==== ÜBUNGSTEXT
25. Jan. 2022 · Gesundheit

Streit um Schlaganfall-Betten: Ministerin könnte jetzt eine Weisung erteilen

Der seit vielen Jahren gärende Streit über die Frage, ob weitere Krankenhäuser im Nordwesten Niedersachsens neurologische Abteilungen bekommen können, spitzt sich in dieser Woche offenbar zu. Wie es aus Regierungskreisen heißt, erwägt Sozialministerin Daniela Behrens (SPD) eine sogenannte „Ministerentscheidung“. Das wäre eine Weisung, bestimmte Schritte vorzunehmen.

Foto: JazzIRT / Getty Images

Es geht um die Frage, ob in den Kliniken in Leer (Ostfriesland) und in Lingen (Emsland) zusammen 110 weitere Klinik-Betten für Schlaganfallpatienten geschaffen werden sollen. Wenn diese im Krankenhausplan stehen, könnten die Krankenhäuser die Leistungen über die Kassen abrechnen und Investitionen beanspruchen. Sollte sich Behrens zu diesem Schritt entschließen, könnte das womöglich im „Krankenhausplanungsausschuss“ als Affront aufgefasst werden – denn in dem Gremium hat es wiederholt keine Mehrheit für weitere neurologische Betten in Leer und Lingen gegeben. Anfangs war immer noch die Rede davon, dass auch die Krankenhäuser in Cloppenburg und Papenburg von dem Zuwachs profitieren könnten. Diese spielen nun keine Rolle mehr.

Regionalpolitik trifft auf Gesundheitspolitik

In diesem Konflikt stoßen offenbar regionalpolitische und gesundheitspolitische Gesichtspunkte aufeinander. Von den Krankenkassen ist bekannt, dass sie den Aufbau weiterer neurologischer Betten ablehnen. Im Krankenhaus-Planungsausschuss sind zudem noch die Landesregierung, die Kommunalverbände und die Krankenhausgesellschaft vertreten. Starke Fürsprecher für die neuen neurologischen Einheiten gibt es in den beiden betroffenen Städten, also in Lingen und Leer.

Über die Gründe, warum aus beiden Orten mit Vehemenz für die Aufstockung der Betten gestritten wird, kann nur spekuliert werden. Offenbar ist das ein Schritt, die betreffenden Kliniken zukunftssicherer zu machen, zumal mit dem neuen Krankenhausgesetz, das demnächst im Landtag beschlossen werden soll, der Kurs in Richtung Neuorganisation der Kliniklandschaft beschritten wird. Die Koalitionspartner SPD und CDU hatten erklärt, dass in den kommenden zehn Jahren bis zu 40 der derzeit 168 landesweiten Krankenhäuser wegfallen könnten.
========
> **AUFGABEN**
a - Wie viele weitere Klinik-Betten für Schlaganfallpatienten sollen laut Übungstext in Leer und Lingen zusammen geschaffen werden?
b - Prüfen Sie, ob die folgenden Aussagen mit dem Übungstext übereinstimmen. Antworten Sie jeweils mit Ja oder Nein und zitieren Sie die entscheidenden Worte.
(i) Die Krankenkassen lehnen den Aufbau weiterer neurologischer Betten ab.
(ii) Die Krankenhäuser in Cloppenburg und Papenburg sollen weiterhin vom Zuwachs profitieren.
(iii) Nach Angaben von SPD und CDU könnten in den kommenden zehn Jahren bis zu 40 Krankenhäuser in Niedersachsen wegfallen.
==== DATEN
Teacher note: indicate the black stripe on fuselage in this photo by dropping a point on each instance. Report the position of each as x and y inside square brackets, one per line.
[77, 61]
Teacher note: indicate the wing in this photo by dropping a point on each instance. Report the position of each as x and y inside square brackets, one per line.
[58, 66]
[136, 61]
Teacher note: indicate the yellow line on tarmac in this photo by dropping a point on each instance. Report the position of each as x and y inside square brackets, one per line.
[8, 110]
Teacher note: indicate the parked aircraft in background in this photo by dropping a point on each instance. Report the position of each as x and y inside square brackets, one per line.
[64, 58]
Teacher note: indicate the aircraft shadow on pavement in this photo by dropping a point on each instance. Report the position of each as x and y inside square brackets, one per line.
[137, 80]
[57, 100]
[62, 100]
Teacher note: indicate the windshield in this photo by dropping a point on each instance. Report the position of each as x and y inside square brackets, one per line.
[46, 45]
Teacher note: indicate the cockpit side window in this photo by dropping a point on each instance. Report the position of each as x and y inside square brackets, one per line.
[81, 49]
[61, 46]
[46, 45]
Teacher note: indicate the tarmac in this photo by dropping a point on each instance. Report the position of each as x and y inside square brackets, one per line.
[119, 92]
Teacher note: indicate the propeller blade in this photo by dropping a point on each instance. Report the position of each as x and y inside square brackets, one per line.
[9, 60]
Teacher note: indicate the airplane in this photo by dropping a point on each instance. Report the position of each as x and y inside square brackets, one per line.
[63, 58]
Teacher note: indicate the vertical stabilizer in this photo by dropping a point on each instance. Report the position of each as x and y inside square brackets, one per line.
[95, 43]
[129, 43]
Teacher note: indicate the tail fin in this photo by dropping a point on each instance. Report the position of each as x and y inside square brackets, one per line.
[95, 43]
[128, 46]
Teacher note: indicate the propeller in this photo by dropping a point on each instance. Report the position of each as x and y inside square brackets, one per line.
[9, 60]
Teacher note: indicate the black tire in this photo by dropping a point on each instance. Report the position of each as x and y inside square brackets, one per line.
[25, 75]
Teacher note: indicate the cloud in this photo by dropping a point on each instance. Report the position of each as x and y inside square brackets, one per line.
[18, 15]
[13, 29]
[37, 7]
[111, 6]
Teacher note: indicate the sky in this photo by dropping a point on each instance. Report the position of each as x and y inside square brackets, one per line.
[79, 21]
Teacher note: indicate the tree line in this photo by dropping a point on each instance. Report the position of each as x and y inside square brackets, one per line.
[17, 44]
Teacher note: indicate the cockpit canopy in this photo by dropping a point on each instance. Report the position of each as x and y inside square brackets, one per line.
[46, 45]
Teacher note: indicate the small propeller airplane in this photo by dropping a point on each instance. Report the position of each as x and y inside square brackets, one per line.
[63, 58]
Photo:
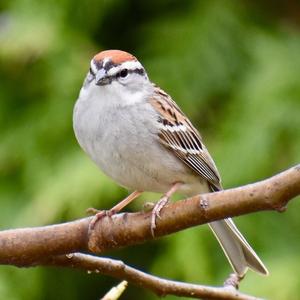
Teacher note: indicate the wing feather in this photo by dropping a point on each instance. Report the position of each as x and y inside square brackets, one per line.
[179, 135]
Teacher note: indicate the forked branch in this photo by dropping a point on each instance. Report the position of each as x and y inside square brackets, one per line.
[50, 244]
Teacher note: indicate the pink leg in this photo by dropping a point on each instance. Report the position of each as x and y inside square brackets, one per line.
[114, 209]
[161, 204]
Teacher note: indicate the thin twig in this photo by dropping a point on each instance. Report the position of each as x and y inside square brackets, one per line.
[22, 246]
[159, 286]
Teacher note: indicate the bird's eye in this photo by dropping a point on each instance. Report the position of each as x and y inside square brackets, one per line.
[123, 73]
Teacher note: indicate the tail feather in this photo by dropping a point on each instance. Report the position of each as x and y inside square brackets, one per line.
[237, 250]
========
> **LÖSUNGEN**
a - Zusammen 110 weitere Klinik-Betten.

b -
(i) Ja: „Von den Krankenkassen ist bekannt, dass sie den Aufbau weiterer neurologischer Betten ablehnen.“
(ii) Nein: „Diese spielen nun keine Rolle mehr.“
(iii) Ja: „Die Koalitionspartner SPD und CDU hatten erklärt, dass in den kommenden zehn Jahren bis zu 40 der derzeit 168 landesweiten Krankenhäuser wegfallen könnten.“